PROBLEM:
How many lines of the data below contain the string "bird"? Case counts, so match uppercase and lowercase as given, and reply with the number alone.

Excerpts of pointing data
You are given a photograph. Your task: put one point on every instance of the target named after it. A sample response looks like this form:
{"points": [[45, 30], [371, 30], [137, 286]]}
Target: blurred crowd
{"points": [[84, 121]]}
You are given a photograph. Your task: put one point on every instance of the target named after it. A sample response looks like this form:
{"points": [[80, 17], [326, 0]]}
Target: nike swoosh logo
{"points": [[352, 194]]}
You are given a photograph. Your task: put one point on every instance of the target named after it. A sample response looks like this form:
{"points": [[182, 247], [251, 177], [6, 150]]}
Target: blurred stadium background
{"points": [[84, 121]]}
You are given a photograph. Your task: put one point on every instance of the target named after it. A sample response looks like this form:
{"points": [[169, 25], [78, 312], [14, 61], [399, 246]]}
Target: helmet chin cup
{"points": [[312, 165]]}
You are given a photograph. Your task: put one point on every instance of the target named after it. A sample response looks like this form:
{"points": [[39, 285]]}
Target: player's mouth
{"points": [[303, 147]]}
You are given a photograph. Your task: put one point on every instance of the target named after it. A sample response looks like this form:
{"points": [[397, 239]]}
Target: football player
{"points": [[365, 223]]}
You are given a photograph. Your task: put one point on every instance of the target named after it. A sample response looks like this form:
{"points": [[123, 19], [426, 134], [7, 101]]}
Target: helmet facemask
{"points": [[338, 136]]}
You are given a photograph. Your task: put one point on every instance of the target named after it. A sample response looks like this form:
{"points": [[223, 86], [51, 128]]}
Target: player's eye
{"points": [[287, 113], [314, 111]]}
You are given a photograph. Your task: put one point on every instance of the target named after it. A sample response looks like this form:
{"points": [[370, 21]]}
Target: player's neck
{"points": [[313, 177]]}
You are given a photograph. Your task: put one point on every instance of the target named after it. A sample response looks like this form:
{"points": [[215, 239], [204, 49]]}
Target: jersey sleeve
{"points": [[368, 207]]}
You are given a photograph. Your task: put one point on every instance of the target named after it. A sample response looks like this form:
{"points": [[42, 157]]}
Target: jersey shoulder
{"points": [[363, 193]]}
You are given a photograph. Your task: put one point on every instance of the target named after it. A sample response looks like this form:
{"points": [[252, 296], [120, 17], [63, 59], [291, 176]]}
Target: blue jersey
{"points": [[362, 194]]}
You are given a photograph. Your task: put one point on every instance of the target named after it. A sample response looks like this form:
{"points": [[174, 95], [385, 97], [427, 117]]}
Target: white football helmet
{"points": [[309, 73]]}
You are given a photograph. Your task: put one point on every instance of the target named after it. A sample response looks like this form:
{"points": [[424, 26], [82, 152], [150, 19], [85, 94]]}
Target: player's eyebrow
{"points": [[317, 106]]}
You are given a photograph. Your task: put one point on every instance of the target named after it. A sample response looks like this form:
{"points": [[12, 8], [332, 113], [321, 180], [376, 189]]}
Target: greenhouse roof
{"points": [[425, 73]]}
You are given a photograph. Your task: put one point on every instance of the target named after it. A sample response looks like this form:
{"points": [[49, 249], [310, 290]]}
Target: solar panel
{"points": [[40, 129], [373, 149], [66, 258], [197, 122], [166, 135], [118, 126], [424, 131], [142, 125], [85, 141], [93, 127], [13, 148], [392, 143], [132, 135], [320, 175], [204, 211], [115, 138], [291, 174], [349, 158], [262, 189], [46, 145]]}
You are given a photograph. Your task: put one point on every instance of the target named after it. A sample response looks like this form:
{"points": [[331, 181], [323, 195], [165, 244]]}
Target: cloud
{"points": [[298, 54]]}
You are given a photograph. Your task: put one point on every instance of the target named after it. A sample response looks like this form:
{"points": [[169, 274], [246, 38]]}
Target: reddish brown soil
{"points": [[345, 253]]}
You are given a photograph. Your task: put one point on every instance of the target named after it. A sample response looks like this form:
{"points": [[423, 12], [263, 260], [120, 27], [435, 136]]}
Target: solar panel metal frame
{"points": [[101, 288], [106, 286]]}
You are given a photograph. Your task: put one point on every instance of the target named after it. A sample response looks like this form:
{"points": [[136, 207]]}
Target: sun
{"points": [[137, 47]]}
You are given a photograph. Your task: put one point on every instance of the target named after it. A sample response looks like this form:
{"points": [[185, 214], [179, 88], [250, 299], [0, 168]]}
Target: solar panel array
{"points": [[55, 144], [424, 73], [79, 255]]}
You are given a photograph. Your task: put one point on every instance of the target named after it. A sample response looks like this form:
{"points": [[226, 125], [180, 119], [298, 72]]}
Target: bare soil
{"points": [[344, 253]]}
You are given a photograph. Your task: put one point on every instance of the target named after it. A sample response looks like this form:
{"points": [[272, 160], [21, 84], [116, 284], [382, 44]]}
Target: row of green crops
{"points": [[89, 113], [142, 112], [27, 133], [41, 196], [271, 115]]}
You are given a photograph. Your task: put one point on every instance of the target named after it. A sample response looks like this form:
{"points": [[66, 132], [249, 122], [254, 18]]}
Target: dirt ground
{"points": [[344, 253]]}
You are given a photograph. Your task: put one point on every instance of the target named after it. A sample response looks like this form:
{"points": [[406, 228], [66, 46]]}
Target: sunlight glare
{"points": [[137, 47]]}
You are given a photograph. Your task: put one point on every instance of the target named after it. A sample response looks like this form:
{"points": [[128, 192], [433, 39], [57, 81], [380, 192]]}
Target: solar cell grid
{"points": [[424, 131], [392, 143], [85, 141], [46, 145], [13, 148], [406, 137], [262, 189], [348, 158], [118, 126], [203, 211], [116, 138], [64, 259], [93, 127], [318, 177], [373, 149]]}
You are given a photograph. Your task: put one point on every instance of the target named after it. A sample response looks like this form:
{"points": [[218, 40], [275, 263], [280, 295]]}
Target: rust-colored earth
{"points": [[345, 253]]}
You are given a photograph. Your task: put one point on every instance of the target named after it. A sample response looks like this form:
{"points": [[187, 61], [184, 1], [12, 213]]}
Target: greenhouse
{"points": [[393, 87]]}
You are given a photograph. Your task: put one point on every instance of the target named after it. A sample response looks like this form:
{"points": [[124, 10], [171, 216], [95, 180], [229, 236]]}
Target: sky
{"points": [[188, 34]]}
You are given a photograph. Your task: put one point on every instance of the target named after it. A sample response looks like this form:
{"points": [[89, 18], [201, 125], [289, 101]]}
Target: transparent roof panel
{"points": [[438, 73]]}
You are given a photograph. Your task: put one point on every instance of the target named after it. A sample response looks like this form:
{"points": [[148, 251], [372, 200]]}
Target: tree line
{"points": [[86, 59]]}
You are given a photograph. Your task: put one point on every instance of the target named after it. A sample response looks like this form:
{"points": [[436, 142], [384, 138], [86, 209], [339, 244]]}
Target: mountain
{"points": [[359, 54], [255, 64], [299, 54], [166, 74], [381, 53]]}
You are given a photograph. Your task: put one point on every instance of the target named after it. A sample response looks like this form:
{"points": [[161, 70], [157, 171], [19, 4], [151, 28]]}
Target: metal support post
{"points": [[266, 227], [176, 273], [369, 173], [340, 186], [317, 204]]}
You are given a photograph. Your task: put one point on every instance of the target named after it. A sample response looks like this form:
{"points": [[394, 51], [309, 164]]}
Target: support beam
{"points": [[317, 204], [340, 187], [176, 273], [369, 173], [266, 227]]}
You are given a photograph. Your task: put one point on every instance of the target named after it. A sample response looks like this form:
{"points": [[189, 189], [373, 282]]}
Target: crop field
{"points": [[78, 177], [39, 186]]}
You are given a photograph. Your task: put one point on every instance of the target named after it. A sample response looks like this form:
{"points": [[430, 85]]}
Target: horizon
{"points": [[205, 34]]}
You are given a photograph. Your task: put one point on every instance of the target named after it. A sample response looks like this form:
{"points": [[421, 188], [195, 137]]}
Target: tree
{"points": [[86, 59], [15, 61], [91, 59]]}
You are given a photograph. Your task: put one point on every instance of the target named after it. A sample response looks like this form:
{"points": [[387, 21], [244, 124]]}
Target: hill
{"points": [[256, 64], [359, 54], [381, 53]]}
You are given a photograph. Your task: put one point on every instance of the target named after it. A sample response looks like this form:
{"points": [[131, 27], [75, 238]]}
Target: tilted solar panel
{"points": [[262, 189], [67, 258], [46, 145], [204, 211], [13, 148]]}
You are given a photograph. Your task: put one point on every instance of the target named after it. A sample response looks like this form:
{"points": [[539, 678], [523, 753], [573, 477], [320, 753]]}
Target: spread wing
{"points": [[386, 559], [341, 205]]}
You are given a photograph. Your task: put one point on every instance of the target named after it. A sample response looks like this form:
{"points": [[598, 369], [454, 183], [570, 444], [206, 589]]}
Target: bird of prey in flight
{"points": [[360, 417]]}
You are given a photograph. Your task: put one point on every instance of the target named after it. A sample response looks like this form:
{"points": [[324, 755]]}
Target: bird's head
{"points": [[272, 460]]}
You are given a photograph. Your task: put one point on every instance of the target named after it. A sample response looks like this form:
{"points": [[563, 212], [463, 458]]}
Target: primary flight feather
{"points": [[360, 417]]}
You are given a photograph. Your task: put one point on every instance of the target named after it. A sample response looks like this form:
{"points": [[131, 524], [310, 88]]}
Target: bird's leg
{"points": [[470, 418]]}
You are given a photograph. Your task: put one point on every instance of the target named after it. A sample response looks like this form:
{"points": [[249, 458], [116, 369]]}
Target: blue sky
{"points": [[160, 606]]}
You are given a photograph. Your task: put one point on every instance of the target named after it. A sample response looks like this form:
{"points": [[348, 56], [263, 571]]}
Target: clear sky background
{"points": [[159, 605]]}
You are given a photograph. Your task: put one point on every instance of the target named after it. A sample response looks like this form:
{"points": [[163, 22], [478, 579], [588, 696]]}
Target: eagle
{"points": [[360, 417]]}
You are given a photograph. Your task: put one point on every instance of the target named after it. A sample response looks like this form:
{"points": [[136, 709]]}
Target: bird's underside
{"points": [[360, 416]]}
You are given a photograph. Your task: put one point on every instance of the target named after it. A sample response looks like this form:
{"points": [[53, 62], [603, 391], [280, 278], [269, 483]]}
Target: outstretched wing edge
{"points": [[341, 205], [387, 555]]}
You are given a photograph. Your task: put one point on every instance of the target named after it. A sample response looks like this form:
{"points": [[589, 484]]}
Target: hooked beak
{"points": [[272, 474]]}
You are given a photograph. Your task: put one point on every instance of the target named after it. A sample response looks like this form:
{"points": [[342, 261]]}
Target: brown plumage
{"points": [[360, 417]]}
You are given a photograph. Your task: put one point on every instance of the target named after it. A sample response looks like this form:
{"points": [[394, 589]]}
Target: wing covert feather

OUTPUT OF THE TASK:
4